» **SUPPLIED PASSAGE**:
Chief Inspector Porfiry Rostnikov and his trusted assistants, the idealistic Sasha Tkach and dedicated Emil Karpo set off to investigate. From swank hotels, to meeting with prostitutes in dark Metro Stations, and following suspicious westerners to theaters and Moscow landmarks. Something is certainty going on..

Thanks to a brief meeting with the KGB’s Colonel Drozhkin, Porfiry is informed that there may be western capitalist fanatics loose within the city of Moscow. Now, not only does he have to solve the murder, but he is being tasked with preventing any terrorist plots against the Film Festival.

I’m real taken with the writing, the way Kaminski draws me into the whole story. And, there’s even a bit of the old noir detective fiction. Here Tkach is interviewing a suspect at her hotel room:

“I haven’t been much help, have I?” she said, rising slowly.

“You’ve told me what was necessary.”

“If you’d like to come back tonight after dinner and ask more questions,” she said, taking a step toward him, “I’ll be right here.”

Now Tkach smiled, and his smile stopped her. The game-playing halted, for she had seen something that told her things had not gone as she had guided them. That smile was quite knowing and much older than the face of the good-looking young detective.

“I have to work tonight,” he said, stepping past her. “But I may have more questions. And perhaps next time you will answer with the truth.”

Without looking at her he crossed the room, opened the door, and stepped into the hall, closing the door behind him. At this point, he had no idea whether or not she had told the truth. He’d had no reason to be suspicious until he gave her know what you are hiding. Tkach didn’t know that it was the smile of all detectives from Tokyo to Calcutta to San Francisco to Moscow. He had seen her play her scene out, then had given her the knowing smile, and for an instant she had broken, showing that there was something more behind those eyes and that lovely facade. He had no idea what she might be hiding or why. He would simply give the information to Rostnikov and let him worry about it.”

Death Of A Dissident – Stuart Kaminsky

Death Of A Dissident – Originally Published in 1981 – I read the kindle version from MysteriousPress.com

On the eve of a political dissident’s trial he is murdered by means of a rusty sickle, left at the scene. Is it a political crime? A crime of passion? Or perhaps a random act of violence which does not occur in the Soviet state… It is assigned to Inspector Porfiry Petrovich Rostnikov to investigate. But, where to begin… well it doesn’t take long for the hammer to drop and now there are two murders on his plate.

This is the first in the Inspector Rostnikov series and I found it to be quite the experience. I felt myself really drawn into the city and its people. The story is peppered with both the broad brush strokes of scenic narrative as well as the pinpoint vignettes of interactions which make the story come to life. For example in a simple act of questioning witnesses we see the psyche of the average muscovite.

“He was a foreigner?” tried Karpo.

“Yes,” went on the old man, “definitely a foreigner, English or American, he…”

“Did he speak?” tried Karpo.

“I…I…,” stammered the old man, anxious to please.

“No,” said the son, hugging the blanket over his vulnerable legs. “He said nothing. He just ran down Petro Street.”

Pytor Roshkov had decided to fix his eyes on the fascinating painting on the wall of the first meeting of the Presidium.

“Then you don’t know if he was a foreigner,” Karpo continued.

“No,” said the son.

“Yes,” said the father.

“If you would try less hard to please me and harder to simply tell the truth, you will get out of here much faster and back to your home or work,” Karpo said.

You can feel the weariness of exasperation coming through Inspector Karpo. The way Kaminsky just drops these little interactions through the novel makes this story so immersive. I really had the feeling of being transported to another time and place.

I am very much looking forward to the next book in this series “A Black Knight in Red Square”

“Though there are rules and regulations, restrictions and requirements, it is no easier in Moscow to find a killer or a saint than it is in New York, Tokyo, or Rome. If the world does not know this, the police do, and so they learn to value patience and good shoes.”

(Stored rows)
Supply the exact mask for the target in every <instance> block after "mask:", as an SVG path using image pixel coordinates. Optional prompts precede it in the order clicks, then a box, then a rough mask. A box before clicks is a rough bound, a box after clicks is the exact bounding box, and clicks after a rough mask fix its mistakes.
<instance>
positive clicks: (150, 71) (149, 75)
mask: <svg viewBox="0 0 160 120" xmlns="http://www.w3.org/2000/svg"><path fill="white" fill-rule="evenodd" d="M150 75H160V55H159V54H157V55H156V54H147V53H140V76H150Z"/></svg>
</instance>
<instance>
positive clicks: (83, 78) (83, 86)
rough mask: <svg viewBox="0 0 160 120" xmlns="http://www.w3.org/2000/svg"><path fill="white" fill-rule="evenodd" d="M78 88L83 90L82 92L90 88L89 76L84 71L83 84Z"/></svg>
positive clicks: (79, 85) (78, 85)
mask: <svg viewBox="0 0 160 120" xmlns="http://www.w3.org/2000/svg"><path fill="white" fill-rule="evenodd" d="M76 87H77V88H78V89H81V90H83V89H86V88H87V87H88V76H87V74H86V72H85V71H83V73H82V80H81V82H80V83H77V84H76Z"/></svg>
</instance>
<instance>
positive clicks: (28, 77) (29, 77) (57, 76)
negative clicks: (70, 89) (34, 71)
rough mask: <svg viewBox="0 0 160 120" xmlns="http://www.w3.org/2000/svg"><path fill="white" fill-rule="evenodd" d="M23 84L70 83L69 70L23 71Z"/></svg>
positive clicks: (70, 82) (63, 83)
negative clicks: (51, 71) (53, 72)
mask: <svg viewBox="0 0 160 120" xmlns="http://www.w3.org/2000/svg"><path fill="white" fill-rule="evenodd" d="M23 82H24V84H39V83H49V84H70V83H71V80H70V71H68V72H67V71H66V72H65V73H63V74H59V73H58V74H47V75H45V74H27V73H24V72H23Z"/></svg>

» **EXERCISE INSTRUCTIONS**:
1. According to the book review, in what year was Death Of A Dissident originally published?
2. Repeat word for word the part of the book review from "I’m real taken" up to and including "said, rising slowly.".
3. Based on the book review, state whether each statement is true: (a) In Death Of A Dissident, the dissident is killed with a rusty sickle. (b) Sasha Tkach is the assistant described as dedicated. (c) The reviewer read a paperback edition of Death Of A Dissident.
These rows have no connection to the book review.

» **SOLUTIONS**:
1. 1981

2.
I’m real taken with the writing, the way Kaminski draws me into the whole story. And, there’s even a bit of the old noir detective fiction. Here Tkach is interviewing a suspect at her hotel room:

“I haven’t been much help, have I?” she said, rising slowly.

3.
(a) Yes: "he is murdered by means of a rusty sickle, left at the scene."
(b) No: "the idealistic Sasha Tkach and dedicated Emil Karpo."
(c) No: "I read the kindle version from MysteriousPress.com."